**Required work**
#1 According to the cycling training comment thread, how will recovery be for someone new to the sport or out of training for some time?
#2 Reproduce the part of the cycling training comment thread that opens with the words containing "If the point is to shed" and closes with "the simulation mark.", switching "fatigue" to "tiredness".
#3 Resume the cycling training comment thread from its final line and carry it further.

**Page**
---------------

With respect to Mistake # 5, for road cyclists planning for 30-50mile long road races relatively near to home, the entire race course can be ridden as a workout in the weeks before the event, with points of potential separation presenting themselves as they would in the race. In such circumstances, do you think it is most advantageous to rehearse the whole course in those last three weeks – (which sounds like it would include the Peak week)? Or better to narrow the rehearsing down to just the KOM, say, or other separation points with fresh legs?

If the point is to shed fatigue in those last weeks, at a certain TSS, full race rehearsal seems less desirable. But if the point is to accurately simulate specific segments of the race, then addressing the real physical challenge of the end-of-race KOM with fresh legs and replete glycogen stores seems to miss the simulation mark.


Hi Joe,
I think there is a new concept in the Mistake #6 comments: the “key workout”. May I be wrong, I will review the Cyclist's Training Bible for such a workout definition.
Regards from Chile,


Hi Mr. Friel

I have noticed that my heart rate never comes back down to my recovery Zone 1 after an interval effort while I am riding. The only time it would come down to zone 1 is if I get off the bike or I am coasting down hill.

Is there a reason for this?

Joe Friel

Hi Tom--I really can't say why. I don't know anything about you but there are some possibilities. If new to sport or have been out of training for some time recovery will be slow. Perhaps your diet (e.g., caffeine) is contributing to this. Maybe you have your LTHR wrong. Or maybe it's really cold there and you are shivering on descents. Probably lots of other possible reasons. Good luck.

Joe Friel

Roberto--I have also called it a "BT" workout.

---------------

[Coordinate annotation entries]

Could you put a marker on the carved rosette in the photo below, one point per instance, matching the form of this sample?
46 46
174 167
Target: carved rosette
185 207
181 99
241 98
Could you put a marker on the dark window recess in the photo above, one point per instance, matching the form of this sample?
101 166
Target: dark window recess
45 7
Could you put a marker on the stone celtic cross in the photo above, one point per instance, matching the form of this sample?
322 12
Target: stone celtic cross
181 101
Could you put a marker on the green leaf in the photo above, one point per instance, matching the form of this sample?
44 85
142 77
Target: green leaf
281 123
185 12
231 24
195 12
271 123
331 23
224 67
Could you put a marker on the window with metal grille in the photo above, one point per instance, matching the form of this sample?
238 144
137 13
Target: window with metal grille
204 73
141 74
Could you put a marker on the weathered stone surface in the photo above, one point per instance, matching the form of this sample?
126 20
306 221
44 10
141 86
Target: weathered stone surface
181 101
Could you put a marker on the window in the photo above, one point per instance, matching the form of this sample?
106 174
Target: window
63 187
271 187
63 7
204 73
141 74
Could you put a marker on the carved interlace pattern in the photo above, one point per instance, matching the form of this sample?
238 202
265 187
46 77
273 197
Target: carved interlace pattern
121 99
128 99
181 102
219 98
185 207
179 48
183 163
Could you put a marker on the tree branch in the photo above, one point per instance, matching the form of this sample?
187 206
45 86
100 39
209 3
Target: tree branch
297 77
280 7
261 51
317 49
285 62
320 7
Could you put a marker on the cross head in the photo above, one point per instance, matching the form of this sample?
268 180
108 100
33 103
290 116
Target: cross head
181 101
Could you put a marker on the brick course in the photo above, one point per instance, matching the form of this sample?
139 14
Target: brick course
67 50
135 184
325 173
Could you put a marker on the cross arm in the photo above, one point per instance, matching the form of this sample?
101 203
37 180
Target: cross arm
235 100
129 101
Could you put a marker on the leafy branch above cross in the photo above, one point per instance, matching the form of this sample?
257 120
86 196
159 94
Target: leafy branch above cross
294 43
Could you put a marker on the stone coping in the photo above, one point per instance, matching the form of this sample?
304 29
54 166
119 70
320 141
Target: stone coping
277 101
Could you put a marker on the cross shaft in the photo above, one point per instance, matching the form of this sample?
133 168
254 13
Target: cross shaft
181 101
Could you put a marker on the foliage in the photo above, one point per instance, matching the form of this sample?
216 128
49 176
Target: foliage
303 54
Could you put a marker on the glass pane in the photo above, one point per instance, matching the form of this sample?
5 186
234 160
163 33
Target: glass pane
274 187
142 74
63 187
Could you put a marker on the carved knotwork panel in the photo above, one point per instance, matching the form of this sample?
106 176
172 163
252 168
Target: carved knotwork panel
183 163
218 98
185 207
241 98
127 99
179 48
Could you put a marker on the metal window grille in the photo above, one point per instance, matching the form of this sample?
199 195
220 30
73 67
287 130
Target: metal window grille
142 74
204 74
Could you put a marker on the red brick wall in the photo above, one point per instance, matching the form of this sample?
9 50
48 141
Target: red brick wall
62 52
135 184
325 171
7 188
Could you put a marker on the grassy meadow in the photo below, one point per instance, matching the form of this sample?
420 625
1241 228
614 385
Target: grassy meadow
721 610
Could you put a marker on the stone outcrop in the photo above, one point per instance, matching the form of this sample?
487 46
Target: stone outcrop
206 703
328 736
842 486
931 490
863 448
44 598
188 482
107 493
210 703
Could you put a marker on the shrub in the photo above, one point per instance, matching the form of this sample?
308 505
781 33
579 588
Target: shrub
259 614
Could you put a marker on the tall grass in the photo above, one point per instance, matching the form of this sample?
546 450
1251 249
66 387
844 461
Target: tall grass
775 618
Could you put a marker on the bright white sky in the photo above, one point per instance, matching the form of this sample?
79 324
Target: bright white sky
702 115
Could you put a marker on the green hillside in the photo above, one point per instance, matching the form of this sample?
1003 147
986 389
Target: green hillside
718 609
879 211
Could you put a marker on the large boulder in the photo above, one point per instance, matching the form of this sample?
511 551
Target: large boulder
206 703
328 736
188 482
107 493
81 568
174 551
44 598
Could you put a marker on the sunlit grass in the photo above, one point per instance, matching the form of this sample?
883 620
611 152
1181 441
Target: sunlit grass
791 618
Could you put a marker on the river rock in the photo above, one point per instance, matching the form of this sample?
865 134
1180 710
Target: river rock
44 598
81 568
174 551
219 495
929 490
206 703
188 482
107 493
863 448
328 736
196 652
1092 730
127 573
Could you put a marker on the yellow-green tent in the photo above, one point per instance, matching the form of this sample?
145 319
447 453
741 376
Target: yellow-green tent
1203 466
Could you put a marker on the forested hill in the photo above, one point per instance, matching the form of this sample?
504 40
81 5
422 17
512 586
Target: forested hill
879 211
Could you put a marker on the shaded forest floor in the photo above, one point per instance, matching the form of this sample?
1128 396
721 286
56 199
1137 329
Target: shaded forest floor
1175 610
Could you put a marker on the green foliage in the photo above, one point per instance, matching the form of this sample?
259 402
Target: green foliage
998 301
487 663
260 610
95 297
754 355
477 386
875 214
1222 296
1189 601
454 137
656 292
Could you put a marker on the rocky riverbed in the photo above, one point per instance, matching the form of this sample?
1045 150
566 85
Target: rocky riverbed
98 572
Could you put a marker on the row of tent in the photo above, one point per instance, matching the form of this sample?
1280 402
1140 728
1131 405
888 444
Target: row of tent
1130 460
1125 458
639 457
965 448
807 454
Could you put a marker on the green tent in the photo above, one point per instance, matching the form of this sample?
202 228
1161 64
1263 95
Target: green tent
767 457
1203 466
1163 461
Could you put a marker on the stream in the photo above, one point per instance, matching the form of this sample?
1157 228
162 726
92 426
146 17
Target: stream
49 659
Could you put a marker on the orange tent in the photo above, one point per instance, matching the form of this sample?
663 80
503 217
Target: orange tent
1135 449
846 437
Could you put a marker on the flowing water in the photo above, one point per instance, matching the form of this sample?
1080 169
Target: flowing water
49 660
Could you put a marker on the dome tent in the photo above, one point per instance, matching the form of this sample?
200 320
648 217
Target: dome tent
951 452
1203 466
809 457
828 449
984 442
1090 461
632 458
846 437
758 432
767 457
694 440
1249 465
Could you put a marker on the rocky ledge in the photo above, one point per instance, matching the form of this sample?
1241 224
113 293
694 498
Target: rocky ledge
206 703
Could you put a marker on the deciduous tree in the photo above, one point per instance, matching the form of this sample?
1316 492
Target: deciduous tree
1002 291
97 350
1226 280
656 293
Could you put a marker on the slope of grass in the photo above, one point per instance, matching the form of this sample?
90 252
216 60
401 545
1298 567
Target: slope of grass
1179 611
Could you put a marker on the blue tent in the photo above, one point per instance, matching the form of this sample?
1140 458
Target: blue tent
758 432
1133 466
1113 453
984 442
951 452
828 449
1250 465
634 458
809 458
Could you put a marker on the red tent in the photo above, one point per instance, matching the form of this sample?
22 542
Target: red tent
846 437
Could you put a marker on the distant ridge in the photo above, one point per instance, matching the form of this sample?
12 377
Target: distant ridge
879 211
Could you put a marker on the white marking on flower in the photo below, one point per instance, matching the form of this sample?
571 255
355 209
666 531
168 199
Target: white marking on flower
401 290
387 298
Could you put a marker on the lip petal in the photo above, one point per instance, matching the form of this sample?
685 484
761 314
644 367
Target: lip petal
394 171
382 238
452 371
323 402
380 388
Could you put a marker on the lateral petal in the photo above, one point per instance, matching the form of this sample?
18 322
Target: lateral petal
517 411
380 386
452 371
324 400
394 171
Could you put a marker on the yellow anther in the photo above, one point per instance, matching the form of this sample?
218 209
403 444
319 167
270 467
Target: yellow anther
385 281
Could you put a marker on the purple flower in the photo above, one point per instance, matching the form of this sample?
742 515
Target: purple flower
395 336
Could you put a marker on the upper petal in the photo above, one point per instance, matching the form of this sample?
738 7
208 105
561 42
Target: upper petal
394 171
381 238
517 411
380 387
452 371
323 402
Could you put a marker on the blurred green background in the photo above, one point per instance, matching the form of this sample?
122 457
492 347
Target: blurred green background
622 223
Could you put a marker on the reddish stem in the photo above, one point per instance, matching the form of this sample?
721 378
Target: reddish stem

---------------

**Responses in order**
#1 Recovery will be slow.

#2
If the point is to shed tiredness in those last weeks, at a certain TSS, full race rehearsal seems less desirable. But if the point is to accurately simulate specific segments of the race, then addressing the real physical challenge of the end-of-race KOM with fresh legs and replete glycogen stores seems to miss the simulation mark.

#3
Joe Friel

Madeleine--I'd suggest doing only portions of the course that are critical to your success. Gradually reduce the durations of those workouts.


I'm a young mountain biker (23) in my second year of serious training who has significant experience with weight training.

I see that in the weight section of MTB Training Bible you said that during the MS phase an athlete should not exceed the recommended goal weights even if he achieves it before MS is scheduled to end, but instead increase the reps. I'm wondering why doing more is not recommended. Is it the risk of injury, potential for increased muscle mass, or does greater strength simply not have a significant effect on performance?


Joe Friel

Blake--All of your suggested reasons are correct.


What are your thoughts on daily training volume for half ironman racing? Is it possible to train 3 times a day or is it best to leave it at 2 times with more recovery?
Also, in Going Long you have outlined a bike plan for ironman race day. Do the heart rates and intensity in the four sections increase if the race is a half ironman? And if you should wait until the final 10km of the marathon in an ironman to race, is it still the final 10km of a half ironman event?


Joe Friel

Tim--Lots of questions. I'll take a stab at them. Frequency of training is determined entirely based on the individual. Are you a pro or a novice or in between? How many sessions in a week depends largely on your capacity to handle a workload. There is no single answer that fits for everyone doing a 70.3. Yes, HRs are higher for 70.3 training. When do you "race" in a 70.3? Probably in last 5-10km depending, once again, on the athlete. Good luck!



Thanks for the quick response.
Just in relation to the raised 70.3 HR's on the bike leg, does that mean that while you spend most of the full ironman bike leg in Zone 2 with short periods of Zone 3 while climbing, you would spend most of a 70.3 in Zone 3 with small periods of Zone 4?


Joe Friel

Tim--Yes, exactly right.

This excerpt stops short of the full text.